PASSAGE PROVIDED:
The Hibernate session is where persistence work is performed for each thread of execution, and it manages the persistence context. Therefore, it's not thread-safe; this means that multiple threads should not access or use the same session at the same time. As you may know, sessions are created by calling the session factory, and there is only one factory per storage unit, although you can have multiple session factories pointing to different databases.

Furthermore, the session is designed to be a short-lived object. This is an important constraint that is typically imposed by the database and the application server, and this is because there is always a timeout setting on connections and transactions. (There is even timeout setting at the Java Database Connectivity (JDBC) level. Furthermore, you have to worry about TCP Socket timeout.) Even though these settings are set to some number of seconds, you should still avoid long-running logics while the session is open because you may create contention in the database and impact the system performance altogether. Hibernate tries to protect you by not allocating any resources, such as database connections, unless they are absolutely needed. However, you still have to be mindful of the work that you do within the unit of persistence work. As long as you limit the code to persistence-related tasks while you have an open session, you will be fine.

When you create a session factory, Hibernate reads the configuration file and, at first, loads the SQL dialect class. This class includes a mapping for the database types and operations for the specific Relational Database Management System (RDBMS) server, which you work with. Hibernate then adds all these types, as well as the user-defined types to a type resolver. (You will learn about creating custom types in Chapter 2, Advanced Mapping.)

Additionally, when a session factory is created, Hibernate loads all the entities that are added to the configuration. You can add annotated entities to the configuration in the code, or create an entity mapping file and add the entity map to the configuration file. For each entity, Hibernate precomposes the JDBC-prepared SQL statements for select, insert, update, and delete. (This also creates one to support entity versioning, refer to the Envers section, in Chapter 6, Events, Interceptors, and Envers). This is called a static SQL. Some entity types require a dynamic SQL, for example, dynamic entities.

Hibernate also creates internal maps for each entity property and its association with other entities and collections. This is because Hibernate uses reflection to access properties or to invoke methods on your entity. In addition to the entity properties, Hibernate also keeps track of all the annotations that are associated with properties and methods so that it can perform certain operations when needed, such as cascade operations.

When you obtain a session object from the factory, you may get a different implementation of the CurrentSessionContext interface, depending on the session context class. There are three session contexts that are natively supported: Java Transaction API (JTA), thread, and managed contexts. This is set using the current_session_context_class configuration parameter, and Hibernate has reserved the shortcuts, jta, managed, and thread, to expand to the corresponding internal classes. However, you can replace this with any class, which implements org.hibernate.context.spi.CurrentSessionContext.

DATASET RECORDS:
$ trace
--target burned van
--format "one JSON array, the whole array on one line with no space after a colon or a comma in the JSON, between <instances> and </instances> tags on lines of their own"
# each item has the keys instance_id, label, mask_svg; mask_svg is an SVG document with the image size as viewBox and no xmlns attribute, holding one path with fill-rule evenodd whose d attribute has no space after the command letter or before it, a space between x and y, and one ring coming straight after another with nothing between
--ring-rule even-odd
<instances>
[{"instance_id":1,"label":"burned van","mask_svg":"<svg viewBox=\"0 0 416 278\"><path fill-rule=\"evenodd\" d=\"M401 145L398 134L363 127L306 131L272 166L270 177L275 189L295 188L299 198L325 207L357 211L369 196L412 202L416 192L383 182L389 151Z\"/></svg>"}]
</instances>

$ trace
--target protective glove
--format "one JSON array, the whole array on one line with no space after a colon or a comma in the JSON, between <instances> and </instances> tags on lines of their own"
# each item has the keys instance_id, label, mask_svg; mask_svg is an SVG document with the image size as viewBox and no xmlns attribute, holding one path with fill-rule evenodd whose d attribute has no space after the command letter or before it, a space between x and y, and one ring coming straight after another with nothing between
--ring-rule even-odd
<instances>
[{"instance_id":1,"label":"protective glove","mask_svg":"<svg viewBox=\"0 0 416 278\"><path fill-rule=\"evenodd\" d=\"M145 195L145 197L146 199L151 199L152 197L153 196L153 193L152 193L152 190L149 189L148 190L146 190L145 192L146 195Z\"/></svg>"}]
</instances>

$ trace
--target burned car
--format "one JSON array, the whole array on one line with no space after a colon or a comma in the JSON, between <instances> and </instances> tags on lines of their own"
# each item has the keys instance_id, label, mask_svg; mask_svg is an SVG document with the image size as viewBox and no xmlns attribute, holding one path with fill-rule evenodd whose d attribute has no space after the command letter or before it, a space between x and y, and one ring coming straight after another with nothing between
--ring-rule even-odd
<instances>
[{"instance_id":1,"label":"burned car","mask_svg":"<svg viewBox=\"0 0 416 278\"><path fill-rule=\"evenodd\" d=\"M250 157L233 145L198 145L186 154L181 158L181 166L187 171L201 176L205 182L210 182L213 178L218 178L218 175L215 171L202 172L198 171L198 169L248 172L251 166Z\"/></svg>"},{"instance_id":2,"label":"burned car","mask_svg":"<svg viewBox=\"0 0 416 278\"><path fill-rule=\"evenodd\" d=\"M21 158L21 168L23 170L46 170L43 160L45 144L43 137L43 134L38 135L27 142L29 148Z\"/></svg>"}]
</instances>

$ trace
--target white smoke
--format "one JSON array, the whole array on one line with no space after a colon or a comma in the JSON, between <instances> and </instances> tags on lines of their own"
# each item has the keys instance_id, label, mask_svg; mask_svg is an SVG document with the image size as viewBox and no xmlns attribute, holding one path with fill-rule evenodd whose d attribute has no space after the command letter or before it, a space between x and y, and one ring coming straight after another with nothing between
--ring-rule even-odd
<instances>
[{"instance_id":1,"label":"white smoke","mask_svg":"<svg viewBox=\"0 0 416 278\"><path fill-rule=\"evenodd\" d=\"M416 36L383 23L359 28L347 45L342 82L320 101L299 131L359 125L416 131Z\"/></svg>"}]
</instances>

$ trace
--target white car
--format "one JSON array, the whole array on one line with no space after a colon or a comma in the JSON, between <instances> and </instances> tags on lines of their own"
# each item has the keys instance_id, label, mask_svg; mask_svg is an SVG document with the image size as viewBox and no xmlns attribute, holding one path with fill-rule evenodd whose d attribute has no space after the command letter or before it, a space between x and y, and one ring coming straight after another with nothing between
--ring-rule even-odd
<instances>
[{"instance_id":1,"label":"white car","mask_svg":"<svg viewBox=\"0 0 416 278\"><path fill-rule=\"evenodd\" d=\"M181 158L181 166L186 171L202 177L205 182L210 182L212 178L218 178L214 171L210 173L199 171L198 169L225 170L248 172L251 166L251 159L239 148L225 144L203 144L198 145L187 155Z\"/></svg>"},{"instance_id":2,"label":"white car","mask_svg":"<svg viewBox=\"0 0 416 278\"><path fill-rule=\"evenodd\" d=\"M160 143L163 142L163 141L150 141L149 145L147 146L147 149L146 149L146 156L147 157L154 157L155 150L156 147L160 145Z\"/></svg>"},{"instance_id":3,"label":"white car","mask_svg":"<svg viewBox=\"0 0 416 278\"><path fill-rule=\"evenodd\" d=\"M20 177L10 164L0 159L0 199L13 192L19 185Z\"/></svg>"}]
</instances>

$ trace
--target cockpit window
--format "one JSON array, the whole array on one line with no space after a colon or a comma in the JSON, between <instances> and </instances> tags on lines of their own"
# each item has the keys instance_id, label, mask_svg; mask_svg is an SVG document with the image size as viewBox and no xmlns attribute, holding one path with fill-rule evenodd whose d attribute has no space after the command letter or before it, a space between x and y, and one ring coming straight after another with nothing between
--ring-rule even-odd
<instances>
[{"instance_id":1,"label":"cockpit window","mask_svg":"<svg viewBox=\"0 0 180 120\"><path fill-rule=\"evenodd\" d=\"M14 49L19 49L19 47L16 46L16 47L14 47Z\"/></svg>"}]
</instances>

WHAT NEEDS TO BE DONE: Decide whether each statement agrees with the passage on Hibernate sessions. Answer yes or no, and quote the words that settle it. 1. Several threads may safely use the same session at the same time. 2. When a session factory is created, Hibernate loads the SQL dialect class first. 3. Hibernate natively supports three session contexts.

FINAL RESULT:
1. No: "it's not thread-safe; this means that multiple threads should not access or use the same session at the same time"
2. Yes: "Hibernate reads the configuration file and, at first, loads the SQL dialect class"
3. Yes: "There are three session contexts that are natively supported"